> What to produce
In your answer, repeat each line of the data exactly.

> Supplied material
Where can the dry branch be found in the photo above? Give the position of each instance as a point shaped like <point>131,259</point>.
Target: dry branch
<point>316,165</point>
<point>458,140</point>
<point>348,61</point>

> Exercise solution
Where can the dry branch be found in the photo above? Give the position of each instance as a point shaped like <point>131,259</point>.
Target: dry branch
<point>316,165</point>
<point>458,140</point>
<point>348,61</point>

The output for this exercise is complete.